▸ Job:
Copy out every one of the lines below word for word, without changing anything.

▸ Extracted material:
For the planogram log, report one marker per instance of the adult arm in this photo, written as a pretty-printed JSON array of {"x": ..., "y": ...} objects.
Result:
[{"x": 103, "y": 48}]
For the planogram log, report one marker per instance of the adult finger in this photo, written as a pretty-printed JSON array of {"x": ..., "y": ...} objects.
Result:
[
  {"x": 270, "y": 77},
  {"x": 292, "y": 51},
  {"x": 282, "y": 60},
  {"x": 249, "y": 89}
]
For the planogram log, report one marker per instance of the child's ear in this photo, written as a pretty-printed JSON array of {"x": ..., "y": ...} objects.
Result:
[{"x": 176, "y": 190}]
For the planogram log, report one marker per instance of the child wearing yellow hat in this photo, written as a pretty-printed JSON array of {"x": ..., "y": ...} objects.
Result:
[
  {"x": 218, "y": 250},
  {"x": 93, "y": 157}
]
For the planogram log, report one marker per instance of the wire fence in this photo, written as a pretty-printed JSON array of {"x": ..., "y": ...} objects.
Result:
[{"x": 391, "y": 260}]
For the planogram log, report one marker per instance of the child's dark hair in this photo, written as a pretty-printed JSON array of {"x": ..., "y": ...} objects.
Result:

▸ Written response:
For the planogram log, report one marker per instance of the adult arm in this photo, written as a pretty-printed JSON array of {"x": ..., "y": ...} objects.
Result:
[{"x": 103, "y": 48}]
For the planogram log, report one marker per instance of the adult finger in this photo, written as a pretty-printed JSON array of {"x": ..., "y": ...} objects.
Result:
[
  {"x": 270, "y": 77},
  {"x": 292, "y": 51},
  {"x": 282, "y": 60},
  {"x": 249, "y": 89}
]
For the planogram log, report one marker per instance of the child's ear in this photo, written as a pretty-printed JSON array of {"x": ..., "y": ...} objects.
Result:
[{"x": 176, "y": 190}]
For the planogram log, report one marker per instance of the child wearing yellow hat in this photo, written as a pretty-printed JSON array of {"x": ..., "y": ...} objects.
Result:
[
  {"x": 218, "y": 250},
  {"x": 93, "y": 157}
]
For the planogram log, report one marker per instance of the wire fence in this photo, written as a pretty-printed JSON array of {"x": ..., "y": ...} objects.
Result:
[{"x": 391, "y": 260}]
For the planogram log, report one marker per instance of the child's dark hair in this photo, written as a pretty-printed JSON array of {"x": ..., "y": ...} objects.
Result:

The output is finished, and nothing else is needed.